Rewrite every one of the items below with "Reviewer note" replaced by "Annotator note" and nothing else changed, and leave the pictures out of your answer.
* start MATERIAL SUPPLIED *
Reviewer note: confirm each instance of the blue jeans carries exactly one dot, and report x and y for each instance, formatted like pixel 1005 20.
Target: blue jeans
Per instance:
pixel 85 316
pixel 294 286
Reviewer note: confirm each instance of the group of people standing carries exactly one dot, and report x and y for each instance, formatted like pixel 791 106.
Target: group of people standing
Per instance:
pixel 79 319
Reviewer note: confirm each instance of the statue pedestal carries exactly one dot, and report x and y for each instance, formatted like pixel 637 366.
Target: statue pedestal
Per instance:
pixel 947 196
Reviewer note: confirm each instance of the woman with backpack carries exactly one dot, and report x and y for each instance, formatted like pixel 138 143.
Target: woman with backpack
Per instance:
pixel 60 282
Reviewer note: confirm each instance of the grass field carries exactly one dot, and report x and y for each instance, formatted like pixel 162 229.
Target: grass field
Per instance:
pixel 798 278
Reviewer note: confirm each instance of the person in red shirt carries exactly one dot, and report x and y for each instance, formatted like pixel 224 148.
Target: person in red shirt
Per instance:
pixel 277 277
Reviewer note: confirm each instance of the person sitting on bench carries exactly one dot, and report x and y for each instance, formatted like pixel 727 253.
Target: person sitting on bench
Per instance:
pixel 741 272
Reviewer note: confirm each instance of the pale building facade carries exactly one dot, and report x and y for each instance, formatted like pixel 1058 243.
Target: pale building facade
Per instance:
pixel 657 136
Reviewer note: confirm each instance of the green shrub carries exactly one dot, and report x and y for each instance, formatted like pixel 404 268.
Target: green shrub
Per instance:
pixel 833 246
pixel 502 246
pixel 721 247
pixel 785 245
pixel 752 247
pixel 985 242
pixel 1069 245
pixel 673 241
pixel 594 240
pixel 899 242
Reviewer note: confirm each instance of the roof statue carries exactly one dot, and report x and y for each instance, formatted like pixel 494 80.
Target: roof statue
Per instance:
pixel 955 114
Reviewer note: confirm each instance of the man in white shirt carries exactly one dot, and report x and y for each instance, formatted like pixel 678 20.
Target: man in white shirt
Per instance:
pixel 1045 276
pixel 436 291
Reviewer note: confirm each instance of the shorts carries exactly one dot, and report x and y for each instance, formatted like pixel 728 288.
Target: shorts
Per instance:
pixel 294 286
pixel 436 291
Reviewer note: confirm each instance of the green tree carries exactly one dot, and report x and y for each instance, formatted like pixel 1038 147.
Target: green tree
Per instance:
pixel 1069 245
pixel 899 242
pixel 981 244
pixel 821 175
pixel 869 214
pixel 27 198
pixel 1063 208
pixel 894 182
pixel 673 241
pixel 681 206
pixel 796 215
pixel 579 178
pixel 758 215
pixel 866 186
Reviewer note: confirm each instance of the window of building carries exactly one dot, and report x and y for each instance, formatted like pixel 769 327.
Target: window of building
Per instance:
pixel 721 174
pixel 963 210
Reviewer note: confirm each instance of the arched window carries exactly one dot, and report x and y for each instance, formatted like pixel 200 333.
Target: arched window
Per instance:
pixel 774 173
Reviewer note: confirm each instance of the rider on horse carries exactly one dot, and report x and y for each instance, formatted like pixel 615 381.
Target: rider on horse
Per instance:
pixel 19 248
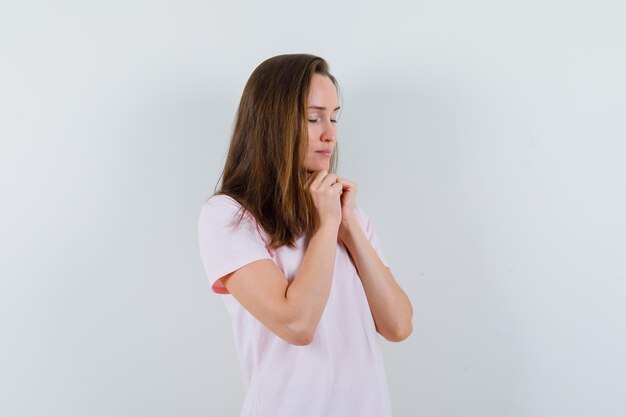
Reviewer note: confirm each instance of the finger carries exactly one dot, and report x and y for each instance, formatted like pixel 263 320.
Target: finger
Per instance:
pixel 317 178
pixel 329 180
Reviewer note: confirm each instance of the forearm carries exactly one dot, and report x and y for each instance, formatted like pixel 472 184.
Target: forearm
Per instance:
pixel 390 306
pixel 308 292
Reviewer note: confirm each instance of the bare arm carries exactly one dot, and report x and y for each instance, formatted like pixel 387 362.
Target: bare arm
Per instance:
pixel 293 311
pixel 390 306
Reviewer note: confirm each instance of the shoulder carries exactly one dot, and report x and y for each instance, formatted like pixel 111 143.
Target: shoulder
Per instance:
pixel 220 204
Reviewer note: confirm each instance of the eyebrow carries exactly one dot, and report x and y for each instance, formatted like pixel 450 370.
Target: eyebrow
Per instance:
pixel 322 108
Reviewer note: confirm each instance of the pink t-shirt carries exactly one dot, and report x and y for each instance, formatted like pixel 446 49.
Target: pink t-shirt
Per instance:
pixel 341 373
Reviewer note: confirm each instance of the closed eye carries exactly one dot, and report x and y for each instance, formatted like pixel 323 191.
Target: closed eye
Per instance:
pixel 317 120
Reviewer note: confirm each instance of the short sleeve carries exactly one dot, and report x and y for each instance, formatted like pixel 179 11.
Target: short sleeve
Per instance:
pixel 370 232
pixel 224 246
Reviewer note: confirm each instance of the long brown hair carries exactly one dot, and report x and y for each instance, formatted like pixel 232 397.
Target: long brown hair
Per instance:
pixel 265 168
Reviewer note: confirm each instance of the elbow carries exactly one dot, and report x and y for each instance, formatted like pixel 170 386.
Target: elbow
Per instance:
pixel 399 334
pixel 302 339
pixel 300 335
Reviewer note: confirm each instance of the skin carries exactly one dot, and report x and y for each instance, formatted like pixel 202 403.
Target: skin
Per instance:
pixel 293 310
pixel 390 306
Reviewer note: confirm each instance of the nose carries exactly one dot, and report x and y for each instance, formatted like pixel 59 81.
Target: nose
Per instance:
pixel 330 132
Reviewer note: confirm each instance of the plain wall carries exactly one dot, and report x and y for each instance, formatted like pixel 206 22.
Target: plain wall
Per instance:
pixel 487 139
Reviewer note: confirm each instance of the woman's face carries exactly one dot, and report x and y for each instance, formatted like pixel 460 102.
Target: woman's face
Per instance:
pixel 322 112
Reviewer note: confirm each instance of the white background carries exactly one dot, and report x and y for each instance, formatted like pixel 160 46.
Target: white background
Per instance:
pixel 487 139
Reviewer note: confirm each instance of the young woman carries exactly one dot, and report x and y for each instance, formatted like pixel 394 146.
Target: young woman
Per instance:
pixel 298 262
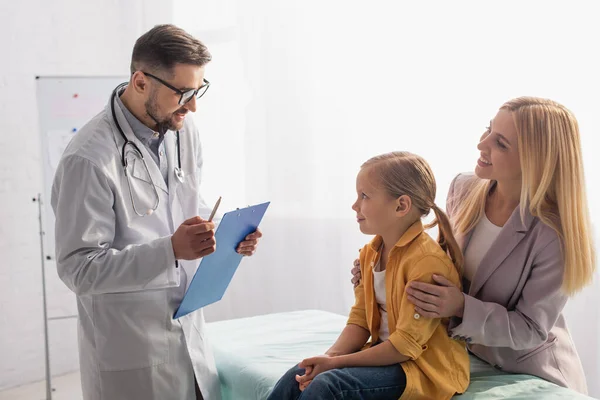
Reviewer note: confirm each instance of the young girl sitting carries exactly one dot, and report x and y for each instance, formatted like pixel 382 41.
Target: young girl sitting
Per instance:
pixel 409 356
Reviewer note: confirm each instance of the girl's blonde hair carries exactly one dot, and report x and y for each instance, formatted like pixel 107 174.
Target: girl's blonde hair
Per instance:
pixel 404 173
pixel 552 188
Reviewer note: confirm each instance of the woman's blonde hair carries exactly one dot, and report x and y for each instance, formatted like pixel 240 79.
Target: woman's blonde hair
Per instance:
pixel 552 188
pixel 404 173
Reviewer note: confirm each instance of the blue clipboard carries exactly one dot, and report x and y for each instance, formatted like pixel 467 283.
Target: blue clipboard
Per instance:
pixel 217 269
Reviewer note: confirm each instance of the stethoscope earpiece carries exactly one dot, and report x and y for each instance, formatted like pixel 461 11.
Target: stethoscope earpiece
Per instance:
pixel 178 171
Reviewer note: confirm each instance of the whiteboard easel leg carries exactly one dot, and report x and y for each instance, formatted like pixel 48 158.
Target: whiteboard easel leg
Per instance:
pixel 45 308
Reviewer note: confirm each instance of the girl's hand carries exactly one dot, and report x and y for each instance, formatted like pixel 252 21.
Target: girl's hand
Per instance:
pixel 443 300
pixel 314 366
* end MATERIAL SUPPLIED *
§ **RESULT**
Annotator note: confirm each instance of the blue jeans carries exactly one dot, and report x and y for each instance, formatted like pixel 1005 20.
Target: blue jeans
Per instance:
pixel 85 316
pixel 294 286
Annotator note: confirm each instance of the group of people standing carries exactly one dot, and report x and y for each instance, formatted like pixel 791 106.
Target: group of people standing
Per instance:
pixel 79 319
Annotator note: confirm each instance of the statue pedestal carries exactly one dot, and report x and y for each instance, formatted like pixel 637 366.
Target: statue pedestal
Per instance:
pixel 947 196
Annotator note: confirm each instance of the woman with backpack carries exactly one dot, and report x and y for each instance, formatted like pixel 138 143.
Target: woman with backpack
Per instance:
pixel 60 282
Annotator note: confirm each instance of the grass field carries exactly one dot, and report x and y for each instance, formatted like pixel 162 229.
Target: grass field
Per instance:
pixel 798 278
Annotator note: confirm each instance of the person in red shirt carries exactly one dot, and report x and y for each instance, formatted like pixel 224 148.
Target: person in red shirt
Per instance:
pixel 277 277
Annotator note: confirm each instance of the person sitting on bench carries exactly one dot, and report x and y for each instance, formatted like pixel 727 253.
Target: person sitting on bench
Per instance:
pixel 741 272
Annotator note: confirm each instance of the pale building facade carries exactly one dot, and report x and y for each instance, formatted like pixel 1058 243.
Target: pale building facade
Per instance:
pixel 657 136
Annotator note: confirm each instance of the green shrub carries exactly one dot, and report x and y for each instance, formatted like pixel 404 268.
Target: green shrub
Per instance:
pixel 833 246
pixel 502 246
pixel 721 247
pixel 785 245
pixel 752 247
pixel 985 242
pixel 1069 245
pixel 673 241
pixel 594 240
pixel 899 242
Annotator note: confirm each instance of the roof statue carries exactly one dot, and report x and y for each instance, formatted like pixel 494 80.
Target: roof statue
Per instance:
pixel 955 114
Annotator note: confirm each instance of the man in white shirt carries exactly one dot, and report x and y for each instance, formatted like pixel 678 20.
Target: man in white shirt
Per instance:
pixel 1045 276
pixel 436 291
Annotator note: confirm each instance of the shorts carries exactly one dot, and report x and y for each instance, formatted like pixel 728 288.
Target: shorts
Per instance:
pixel 294 286
pixel 436 291
Annotator note: confirm each instance of the green tree carries exactly one dot, and report x and y for each instance, formatted like pixel 1038 147.
Target: green tree
Per instance:
pixel 1069 245
pixel 899 242
pixel 981 244
pixel 821 175
pixel 869 214
pixel 27 198
pixel 1063 208
pixel 894 182
pixel 673 241
pixel 681 206
pixel 796 215
pixel 579 178
pixel 758 215
pixel 866 186
Annotator note: confirm each instance of the window of building carries exactly one dot, and report x and y for each instance, formatted like pixel 769 327.
Target: window of building
Per instance:
pixel 721 174
pixel 963 210
Annotator note: confirm each instance of the arched window carries exactly one dot, and report x and y for each instance, formatted like pixel 200 333.
Target: arched window
Per instance:
pixel 774 173
Annotator note: confirm each instance of the rider on horse carries exactly one dot, and report x and y for each instance, formatted like pixel 615 381.
Target: rider on horse
Per instance:
pixel 19 248
Annotator note: confirm each instance of the finger carries exactly one dot, and report x and y for each instance, formatted like pixel 263 320.
Target: finger
Per instance:
pixel 317 178
pixel 329 180
Annotator note: confirm each instance of the forearm carries exactly one dot, and report x and y for each instance, formatted like pixel 472 184.
Target: forearm
Per instance:
pixel 390 306
pixel 308 292
Annotator note: confirm each instance of the bare arm carries exactly one dot, and report x and y for each instance, formatted like pixel 387 362.
Target: bare arm
Per instance:
pixel 293 311
pixel 390 306
Annotator note: confirm each instance of the shoulder carries exactly one dot, and report x and y for each instance, formatted like pixel 111 143.
Target: shoulder
Per instance:
pixel 220 204
Annotator note: confirm each instance of the eyebrow carries exactly one dot, and report x and y for each instance, formatted like pixel 450 370.
Target: eyebrow
Per instance:
pixel 322 108
Annotator note: confirm each instance of the pink t-shirt carries exactly one dot, and report x and y for each instance, formatted like pixel 446 49.
Target: pink t-shirt
Per instance:
pixel 341 373
Annotator note: confirm each instance of the closed eye carries exactly one dot, and report x and y for each instance, formatted like pixel 323 191.
Target: closed eye
Per instance:
pixel 317 120
Annotator note: confirm each instance of the short sleeve carries exactly one dot, and report x and y for each instance, formatted like pixel 179 11.
Target: short sleeve
Per instance:
pixel 370 232
pixel 224 246
Annotator note: confirm each instance of the long brown hair carries exactly one dot, and report x and y for each instance, formatted like pixel 232 397.
Target: long brown hair
Per instance:
pixel 265 168
Annotator note: confirm each instance of the elbow carries exactly one dot, and report x and y for each instance, formatted like pixel 170 386.
Target: elbow
Per instance:
pixel 399 334
pixel 302 339
pixel 300 335
Annotator note: confirm each instance of the skin carries exactly one dot, and report x and y for each instance, formatted like pixel 202 403.
Target: skin
Per instance:
pixel 293 310
pixel 390 306
Annotator note: confirm each instance of the nose carries exactly one dot, and report x and y for each instance, formatted like pixel 59 81.
Target: nose
Per instance:
pixel 330 132
Annotator note: confirm each instance of the plain wall carries exactly one dot, and report x and y for each instance, formatted like pixel 206 22.
Target: plain wall
Per instance:
pixel 487 139
Annotator note: confirm each instance of the woman's face carries exactly one dot, and report x and y for each instance, formatted like pixel 460 102.
Target: woman's face
Per instance:
pixel 322 112
Annotator note: confirm each instance of the white background carries exactly one dot, and report x and y for each instance, formatted like pixel 160 46.
Target: white background
Per instance:
pixel 487 139
Annotator note: confirm each instance of the young woman carries exactly one dot, and report x and y for each instance, formatted like pixel 394 146.
Target: young woman
Per instance:
pixel 298 262
Annotator note: confirm each instance of the young girl sitting carries exactly one dot, and report x and y for each instance, formatted like pixel 382 41.
Target: young girl sitting
Per instance:
pixel 409 356
Annotator note: confirm each instance of the girl's blonde hair carries exactly one dot, and report x and y for each instance, formatted like pixel 107 174.
Target: girl's blonde hair
Per instance:
pixel 404 173
pixel 552 188
Annotator note: confirm each instance of the woman's blonde hair carries exactly one dot, and report x and y for each instance, formatted like pixel 240 79.
Target: woman's blonde hair
Per instance:
pixel 552 188
pixel 404 173
Annotator note: confirm each instance of the blue clipboard carries exactly one dot, and report x and y for each instance, formatted like pixel 467 283.
Target: blue clipboard
Per instance:
pixel 217 269
Annotator note: confirm each instance of the stethoscope earpiece carries exactly one dot, and report x and y for each instance, formatted like pixel 461 11.
Target: stethoscope earpiece
Per instance:
pixel 178 171
Annotator note: confirm each instance of the whiteboard easel leg carries exactly one dot, and report x and y for each instance, formatted like pixel 48 158.
Target: whiteboard easel leg
Per instance:
pixel 45 308
Annotator note: confirm each instance of the girl's hand carries exactly one dot, and report x and y for each instance, formatted like pixel 252 21.
Target: girl's hand
Per instance:
pixel 443 300
pixel 314 366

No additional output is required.